Copy the UNIX V6 forum post starting at "Again, I run" and ending at "own user structure.", changing "user structure" to "per-process structure".

▶ **PROVIDED TEXT**
::::

[TUHS] Reading UNIX V6: Does eash process has its own user structure, or all the processes share one copy of it?

jigsaw jigsaw at gmail.com
Tue Oct 3 19:05:27 AEST 2006

hi All,

Again, I run into problems when reading slp.c and savu/retu.

Actually, I have 3 questions.

First, I doubt whether all processes share one "u" or each process has
its own "u".

line 0402: One allocated per process.

It seems that each process has its own user structure.

But the "u" is defined as a universal variable (line 0459), and the
line 0407 clearly states that the "u" resides at virtual kernel loc

So isn't it saying that there's only one "u" in the core memory?

This concept is very important, because it's bound tightly with
savu/retu mechanism.


Now comes the second question:

The savu procedure is supposed to save r5 and sp to u.u_rsav,
and the retu is supposed to reset the r5 and sp with the saved values.

If each process has its own u, then savu/retu simply work fine.

But if all processes share one u, the newest call to savu will
overwrite the previously saved values of r5 and sp, so that retu is
not able to get back the r5/sp again!

::::

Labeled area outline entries
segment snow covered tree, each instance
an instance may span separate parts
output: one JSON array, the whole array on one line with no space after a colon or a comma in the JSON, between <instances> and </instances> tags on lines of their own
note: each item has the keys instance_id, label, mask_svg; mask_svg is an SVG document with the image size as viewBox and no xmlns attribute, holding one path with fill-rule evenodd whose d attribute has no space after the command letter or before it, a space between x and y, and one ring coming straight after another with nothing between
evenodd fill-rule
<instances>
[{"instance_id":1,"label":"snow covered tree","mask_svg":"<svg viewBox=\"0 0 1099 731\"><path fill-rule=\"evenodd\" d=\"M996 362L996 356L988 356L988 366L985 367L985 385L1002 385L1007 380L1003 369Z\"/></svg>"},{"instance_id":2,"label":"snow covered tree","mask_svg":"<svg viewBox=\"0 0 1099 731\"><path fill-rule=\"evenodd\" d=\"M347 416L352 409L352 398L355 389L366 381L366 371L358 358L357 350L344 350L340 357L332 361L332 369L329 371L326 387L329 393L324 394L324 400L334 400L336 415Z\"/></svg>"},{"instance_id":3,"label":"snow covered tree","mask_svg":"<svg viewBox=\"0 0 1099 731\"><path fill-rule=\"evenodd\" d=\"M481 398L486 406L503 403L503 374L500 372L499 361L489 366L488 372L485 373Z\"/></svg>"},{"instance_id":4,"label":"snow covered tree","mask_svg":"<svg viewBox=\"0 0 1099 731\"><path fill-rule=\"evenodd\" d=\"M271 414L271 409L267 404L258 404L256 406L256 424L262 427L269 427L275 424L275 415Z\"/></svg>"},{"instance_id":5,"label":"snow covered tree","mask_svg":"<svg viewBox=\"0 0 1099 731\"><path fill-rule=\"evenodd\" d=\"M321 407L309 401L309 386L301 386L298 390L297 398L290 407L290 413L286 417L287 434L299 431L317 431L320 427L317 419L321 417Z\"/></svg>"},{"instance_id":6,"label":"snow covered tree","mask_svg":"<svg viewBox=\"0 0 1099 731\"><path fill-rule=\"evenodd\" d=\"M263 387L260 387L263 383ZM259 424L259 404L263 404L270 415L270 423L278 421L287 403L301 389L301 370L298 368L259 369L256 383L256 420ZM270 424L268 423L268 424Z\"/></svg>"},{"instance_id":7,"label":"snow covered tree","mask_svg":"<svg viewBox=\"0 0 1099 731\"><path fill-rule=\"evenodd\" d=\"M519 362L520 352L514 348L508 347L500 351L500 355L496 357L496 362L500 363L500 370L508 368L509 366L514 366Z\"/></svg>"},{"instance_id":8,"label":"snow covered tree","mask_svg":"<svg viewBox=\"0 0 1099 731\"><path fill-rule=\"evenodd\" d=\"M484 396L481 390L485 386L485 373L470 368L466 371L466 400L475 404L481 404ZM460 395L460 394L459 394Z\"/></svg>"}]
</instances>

::::

▶ **SOLUTION FOR THIS PROBLEM**
Again, I run into problems when reading slp.c and savu/retu.

Actually, I have 3 questions.

First, I doubt whether all processes share one "u" or each process has
its own "u".

line 0402: One allocated per process.

It seems that each process has its own per-process structure.